Reproduce every line of the rows below verbatim, in the same order.

## begin Data provided

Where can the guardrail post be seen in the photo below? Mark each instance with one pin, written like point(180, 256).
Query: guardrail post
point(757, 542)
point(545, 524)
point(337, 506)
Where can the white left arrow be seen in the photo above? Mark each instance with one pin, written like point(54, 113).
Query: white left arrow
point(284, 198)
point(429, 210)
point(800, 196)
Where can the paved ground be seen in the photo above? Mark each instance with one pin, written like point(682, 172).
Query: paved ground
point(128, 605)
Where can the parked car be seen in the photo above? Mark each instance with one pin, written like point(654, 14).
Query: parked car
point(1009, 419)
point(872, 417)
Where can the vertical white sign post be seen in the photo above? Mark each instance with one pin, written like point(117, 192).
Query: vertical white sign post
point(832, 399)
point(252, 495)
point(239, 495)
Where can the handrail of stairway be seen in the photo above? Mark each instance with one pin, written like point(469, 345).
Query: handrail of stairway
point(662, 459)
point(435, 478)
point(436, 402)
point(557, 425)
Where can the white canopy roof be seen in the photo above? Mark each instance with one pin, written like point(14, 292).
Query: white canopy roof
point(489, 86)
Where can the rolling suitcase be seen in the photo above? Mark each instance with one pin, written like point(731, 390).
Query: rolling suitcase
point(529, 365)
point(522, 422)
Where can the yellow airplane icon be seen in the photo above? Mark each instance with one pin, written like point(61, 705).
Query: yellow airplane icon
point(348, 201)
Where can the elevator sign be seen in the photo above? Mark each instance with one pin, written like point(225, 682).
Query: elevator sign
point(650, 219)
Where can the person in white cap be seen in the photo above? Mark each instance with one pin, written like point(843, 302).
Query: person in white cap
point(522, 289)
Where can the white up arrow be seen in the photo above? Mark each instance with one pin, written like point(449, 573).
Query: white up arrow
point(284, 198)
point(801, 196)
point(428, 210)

## end Data provided

Expected answer:
Where can the guardrail post be seen in the photo below? Mark each instance with one pin, written like point(180, 256).
Query: guardrail post
point(757, 542)
point(545, 524)
point(337, 506)
Where can the white left arrow be seen in the photo above? Mark each instance with one pin, written like point(54, 113).
Query: white left arrow
point(284, 198)
point(429, 210)
point(800, 196)
Where can the paved ground be seen in the photo above? Mark each instance with one pin, written like point(682, 172).
Query: paved ground
point(128, 605)
Where can the parked car be seen in the photo above? Mark each instance with one pin, written like point(654, 14).
Query: parked car
point(1009, 419)
point(872, 417)
Where can the vertical white sign post be seen in the photo above? Mark each instance with one pin, written like point(117, 192).
Query: vertical white sign post
point(832, 399)
point(252, 495)
point(239, 495)
Where can the handrail of stairway be seen in the photo above? Mark each instance with one pin, written like point(469, 345).
Query: handrail of stairway
point(662, 459)
point(435, 478)
point(436, 402)
point(557, 425)
Where can the white canopy roof be seen in the photo above? Mark each instance with one pin, written like point(14, 292).
Query: white canopy roof
point(489, 86)
Where can the rolling suitcase be seen in the photo above? Mark each instance with one pin, written like point(731, 390).
Query: rolling suitcase
point(529, 365)
point(522, 422)
Where can the yellow airplane icon be seen in the photo above? Mark each instance with one pin, written like point(61, 705).
Query: yellow airplane icon
point(348, 201)
Where can the elevator sign be seen in the photo above? Mark each instance with one pin, written like point(225, 682).
Query: elevator sign
point(650, 219)
Where can the person in white cap be seen in the photo above? Mark each instance with one pin, written like point(843, 302).
Query: person in white cap
point(522, 289)
Where can the white up arrow be seen in the photo above? Mark each instance with one pin, written like point(449, 573).
Query: white up arrow
point(284, 198)
point(801, 196)
point(428, 210)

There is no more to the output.